# kernelproblem mit p2mmx@200mhz

## nobody_g

ich will auf nem altem p2 nen kleinen webserver zum basteln installieren.

beim installieren scheitere ich immer wieder am ersten chroot in die neue umgeben. sowohl mit der install cd 2007.0, 2006.1 und zu guter letzt hab ich auch knoppix (3.8.1 glaube ich, auf jeden nen 2.6er x86 kernel) versucht. immer kam ne illigal instruktion.

ich war immer davon ausgegeangen das ein p2mmx mit den i686 befehlssätzen klarkommt und hab dahingehend die architektur auch in die make.config eigertagen. (auch wenn das an der stelle ja noch keine auswirkung haben sollte)

würde das nicht heißen das auf der install (bzw knoppix)-cd irgend eine nicht i686 kompatieble operation verwendet wird?

weiß jemand abhilfe und/oder kann mir sagen wo eventuell mein denkfehler ist?

mfg nobody

----------

## musv

Ich kann Dir schon mal sagen, daß es nicht am i686 liegen sollte, denn ich hatte einige Zeit lang Gentoo auf einem P2-400 laufen.

Wie siehts mit den anderen Einstellungen aus, z.B. march?

Bei den Use-Flags darfst du kein sse und sse2 setzen.

----------

## nobody_g

ich kann nicht mehr genau sagen was ich alles eingestellt habe (versuche das grad nochmal von nem debian system ausgehend)

aber auf alle fälle hab ich nichts eingeschaltet was ein p2 nicht können sollte (kein ssl und so).

außerdem sollte beim chroot das ja noch gar keine rolle spielen was dann in den compileranweisungen steht.

liegt das nicht viel mehr an dem install system bzw knoppix?

----------

## musv

 *nobody_g wrote:*   

> was ein p2 nicht können sollte (kein ssl und so).

 

 :Shocked: 

 *nobody_g wrote:*   

> beim installieren scheitere ich immer wieder am ersten chroot in die neue umgeben. sowohl mit der install cd 2007.0, 2006.1 und zu guter letzt hab ich auch knoppix (3.8.1 glaube ich, auf jeden nen 2.6er x86 kernel) versucht. immer kam ne illigal instruktion.

 

Also ich würde jetzt mal drauf tippen, daß es nicht an den Live-CDs liegt. Was hast du denn bis zum chroot auf dem Rechner installiert (welchen Tarball, welche Einstellungen)?

----------

## nobody_g

ups. sse meine ich

hab jetzt nochmal die platte gemountet was genau ich in die make.conf reingeschrieben hab.

##############################

ANWEISUNG: Nenne alle CDs, mit denen nobody_g laut der Seite die Installation versucht hat. Die folgenden Zeilen sind eigenständiges Material und gehören nicht zur Seite.

ZEILENLISTE:
##############################

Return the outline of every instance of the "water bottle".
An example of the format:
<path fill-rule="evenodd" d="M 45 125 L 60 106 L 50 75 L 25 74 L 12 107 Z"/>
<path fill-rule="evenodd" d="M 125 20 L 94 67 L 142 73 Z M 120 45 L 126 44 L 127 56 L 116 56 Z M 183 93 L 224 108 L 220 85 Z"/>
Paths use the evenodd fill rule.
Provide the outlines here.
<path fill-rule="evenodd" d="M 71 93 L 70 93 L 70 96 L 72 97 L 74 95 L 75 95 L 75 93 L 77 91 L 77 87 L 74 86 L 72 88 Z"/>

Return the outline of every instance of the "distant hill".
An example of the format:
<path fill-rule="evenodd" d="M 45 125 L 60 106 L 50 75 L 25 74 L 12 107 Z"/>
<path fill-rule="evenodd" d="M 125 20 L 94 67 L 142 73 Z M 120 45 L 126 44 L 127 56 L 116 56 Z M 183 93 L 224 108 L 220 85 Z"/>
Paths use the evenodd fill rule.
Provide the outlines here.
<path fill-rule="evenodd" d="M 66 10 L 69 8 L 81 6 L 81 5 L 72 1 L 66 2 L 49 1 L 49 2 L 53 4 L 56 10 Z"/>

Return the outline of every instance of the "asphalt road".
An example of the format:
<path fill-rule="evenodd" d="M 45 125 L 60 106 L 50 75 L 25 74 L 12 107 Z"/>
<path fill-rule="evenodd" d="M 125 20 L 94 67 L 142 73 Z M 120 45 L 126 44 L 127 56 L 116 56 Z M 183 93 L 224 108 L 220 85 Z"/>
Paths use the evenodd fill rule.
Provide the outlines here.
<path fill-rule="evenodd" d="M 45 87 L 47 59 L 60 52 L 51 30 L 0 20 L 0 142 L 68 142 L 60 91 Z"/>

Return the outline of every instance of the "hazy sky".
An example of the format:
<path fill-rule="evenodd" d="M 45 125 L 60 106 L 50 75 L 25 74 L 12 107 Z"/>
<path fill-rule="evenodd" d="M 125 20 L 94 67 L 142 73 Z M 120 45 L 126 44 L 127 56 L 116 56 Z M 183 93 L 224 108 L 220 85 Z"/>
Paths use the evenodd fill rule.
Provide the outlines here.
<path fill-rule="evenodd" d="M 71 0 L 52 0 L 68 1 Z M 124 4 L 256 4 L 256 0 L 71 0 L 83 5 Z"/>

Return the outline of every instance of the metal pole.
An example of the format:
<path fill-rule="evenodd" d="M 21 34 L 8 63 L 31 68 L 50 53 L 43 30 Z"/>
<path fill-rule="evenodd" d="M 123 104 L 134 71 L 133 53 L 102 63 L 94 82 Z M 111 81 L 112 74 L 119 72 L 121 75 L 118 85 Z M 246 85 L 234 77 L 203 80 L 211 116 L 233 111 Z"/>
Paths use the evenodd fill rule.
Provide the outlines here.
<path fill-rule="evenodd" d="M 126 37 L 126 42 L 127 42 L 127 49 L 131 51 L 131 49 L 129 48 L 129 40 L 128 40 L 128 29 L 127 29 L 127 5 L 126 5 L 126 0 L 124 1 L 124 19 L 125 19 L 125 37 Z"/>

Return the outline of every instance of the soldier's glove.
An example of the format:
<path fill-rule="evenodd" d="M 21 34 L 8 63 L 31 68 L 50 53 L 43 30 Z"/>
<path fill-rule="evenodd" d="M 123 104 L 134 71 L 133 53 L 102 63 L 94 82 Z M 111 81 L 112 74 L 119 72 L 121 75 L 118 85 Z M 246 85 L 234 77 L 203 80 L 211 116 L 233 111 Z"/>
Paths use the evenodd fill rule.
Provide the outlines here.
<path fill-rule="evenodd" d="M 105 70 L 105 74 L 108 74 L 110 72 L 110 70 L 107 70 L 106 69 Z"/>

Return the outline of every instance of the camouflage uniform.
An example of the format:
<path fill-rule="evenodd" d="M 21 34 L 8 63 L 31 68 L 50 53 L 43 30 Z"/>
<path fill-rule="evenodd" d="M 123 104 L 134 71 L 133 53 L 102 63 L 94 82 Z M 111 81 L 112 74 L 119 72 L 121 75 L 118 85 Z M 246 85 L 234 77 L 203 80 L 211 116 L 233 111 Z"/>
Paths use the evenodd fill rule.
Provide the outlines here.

##############################

KORREKTE AUSGABE:
- Install-CD 2007.0
- Install-CD 2006.1
- Knoppix-CD